TASK ITEM - What is needed is an exact copy of every entry below.

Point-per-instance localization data
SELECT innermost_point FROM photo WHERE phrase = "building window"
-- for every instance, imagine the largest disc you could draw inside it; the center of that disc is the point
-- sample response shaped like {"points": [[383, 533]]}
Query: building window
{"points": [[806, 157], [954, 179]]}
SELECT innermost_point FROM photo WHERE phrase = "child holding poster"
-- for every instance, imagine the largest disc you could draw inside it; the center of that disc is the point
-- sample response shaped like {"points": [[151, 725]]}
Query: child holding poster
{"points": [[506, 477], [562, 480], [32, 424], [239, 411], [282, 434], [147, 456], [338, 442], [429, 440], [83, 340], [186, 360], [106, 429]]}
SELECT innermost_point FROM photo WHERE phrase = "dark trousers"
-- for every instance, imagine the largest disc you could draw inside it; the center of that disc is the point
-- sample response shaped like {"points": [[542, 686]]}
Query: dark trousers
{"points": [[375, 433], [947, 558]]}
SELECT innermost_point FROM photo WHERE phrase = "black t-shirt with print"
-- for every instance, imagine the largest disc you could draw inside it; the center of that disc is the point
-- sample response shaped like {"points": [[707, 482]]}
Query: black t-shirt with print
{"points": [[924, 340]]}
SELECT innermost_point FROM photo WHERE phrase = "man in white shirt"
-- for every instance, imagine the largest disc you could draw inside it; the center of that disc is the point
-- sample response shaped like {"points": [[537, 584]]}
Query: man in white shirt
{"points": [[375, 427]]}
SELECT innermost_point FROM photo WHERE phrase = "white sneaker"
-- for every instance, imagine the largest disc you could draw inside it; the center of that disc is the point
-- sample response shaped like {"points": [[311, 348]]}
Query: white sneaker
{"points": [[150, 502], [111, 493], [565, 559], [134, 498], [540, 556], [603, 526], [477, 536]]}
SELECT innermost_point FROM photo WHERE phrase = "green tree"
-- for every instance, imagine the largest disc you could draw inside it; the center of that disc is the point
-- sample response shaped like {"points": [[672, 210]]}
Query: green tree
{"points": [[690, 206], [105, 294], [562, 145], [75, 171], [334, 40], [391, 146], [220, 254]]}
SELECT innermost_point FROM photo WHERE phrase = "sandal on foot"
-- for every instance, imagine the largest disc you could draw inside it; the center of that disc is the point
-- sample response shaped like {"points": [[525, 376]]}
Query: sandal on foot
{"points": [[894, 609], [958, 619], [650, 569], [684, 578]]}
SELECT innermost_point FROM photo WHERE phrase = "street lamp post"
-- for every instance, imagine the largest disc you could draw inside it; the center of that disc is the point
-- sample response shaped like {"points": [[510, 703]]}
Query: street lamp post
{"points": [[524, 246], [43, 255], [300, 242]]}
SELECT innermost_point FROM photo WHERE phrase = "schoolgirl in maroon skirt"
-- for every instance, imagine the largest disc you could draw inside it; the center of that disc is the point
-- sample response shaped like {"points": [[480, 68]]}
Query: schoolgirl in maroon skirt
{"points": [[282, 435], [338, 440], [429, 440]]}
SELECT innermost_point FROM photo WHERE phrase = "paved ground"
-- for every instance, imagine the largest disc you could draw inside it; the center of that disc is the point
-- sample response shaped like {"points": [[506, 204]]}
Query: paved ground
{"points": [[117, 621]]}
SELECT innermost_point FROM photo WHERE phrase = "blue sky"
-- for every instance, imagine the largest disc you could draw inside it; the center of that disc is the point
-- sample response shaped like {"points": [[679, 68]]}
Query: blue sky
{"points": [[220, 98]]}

TASK RESULT -
SELECT innermost_point FROM photo WHERE phrase = "building window"
-- for every instance, imagine the largest disc you could draw inside it; the center of that disc is the point
-- sample response shaped like {"points": [[383, 533]]}
Query: building window
{"points": [[806, 157], [954, 179]]}
SELECT innermost_point FROM photo WHERE phrase = "child holding poster"
-- for every instance, imagine the largest disc you could draw inside it; the center of that disc is the point
-- sample response shaped like {"points": [[151, 725]]}
Query: child holding poster
{"points": [[506, 477], [562, 480], [32, 424], [239, 411], [282, 434], [147, 456], [338, 442], [429, 440], [83, 340], [186, 360], [106, 429]]}
SELECT innermost_point FROM photo WHERE phrase = "dark trousers"
-- for every instance, imagine the largest disc you could draw inside it; the center of that disc is the point
-- sample response shaped like {"points": [[542, 686]]}
Query: dark trousers
{"points": [[375, 433], [947, 558]]}
SELECT innermost_point FROM photo WHERE phrase = "black t-shirt with print"
-- for every instance, imagine the largest disc you could draw inside it; the center of that disc is the point
-- sample response shaped like {"points": [[707, 482]]}
Query: black t-shirt with print
{"points": [[924, 340]]}
SELECT innermost_point FROM photo WHERE phrase = "man in white shirt"
-- for every instance, imagine the largest disc you could draw inside it; the center of that disc is the point
-- sample response shaped like {"points": [[537, 584]]}
Query: man in white shirt
{"points": [[375, 427]]}
SELECT innermost_point FROM photo WHERE phrase = "white sneaker"
-- for every instance, imagine the largest disc you could draw inside it; the center of that disc is the point
-- sample response shaped like {"points": [[311, 348]]}
Query: white sneaker
{"points": [[150, 502], [111, 493], [565, 559], [134, 498], [540, 556], [603, 526], [477, 536]]}
SELECT innermost_point FROM photo WHERE phrase = "green tree"
-- for every instance, imagine the largest disc you could draw inside it; the center of that disc is the point
-- sample response shaped like {"points": [[672, 210]]}
Query: green tree
{"points": [[690, 206], [105, 294], [562, 145], [75, 171], [334, 40], [391, 146], [220, 254]]}
SELECT innermost_point FROM photo WHERE phrase = "sandal on foot"
-- for every instance, imagine the largest disc you could draw inside it; the center of that disc is the point
-- sample response shaped like {"points": [[525, 376]]}
Query: sandal on foot
{"points": [[894, 609], [958, 619], [650, 569], [684, 578]]}
SELECT innermost_point FROM photo WHERE phrase = "street lamp post"
-- for every instance, imagine the largest disc you could draw inside it; the center of that disc is the point
-- sample response shaped like {"points": [[510, 703]]}
Query: street lamp post
{"points": [[524, 246], [43, 255], [300, 242]]}
SELECT innermost_point FROM photo WHERE phrase = "schoolgirl in maroon skirt"
-- for every instance, imagine the largest disc you could draw inside it; the center of that disc is the point
-- sample response shaped like {"points": [[480, 68]]}
Query: schoolgirl in maroon skirt
{"points": [[282, 435], [338, 440], [429, 440]]}
SELECT innermost_point FROM photo WHERE phrase = "paved ground"
-- for every instance, imagine the largest disc you could draw inside it; the center of that disc is the point
-- sample response shaped like {"points": [[506, 204]]}
Query: paved ground
{"points": [[117, 621]]}
SELECT innermost_point FROM photo WHERE phrase = "blue sky"
-- for every instance, imagine the largest disc you could draw inside it; the center of that disc is the point
-- sample response shaped like {"points": [[679, 68]]}
Query: blue sky
{"points": [[220, 98]]}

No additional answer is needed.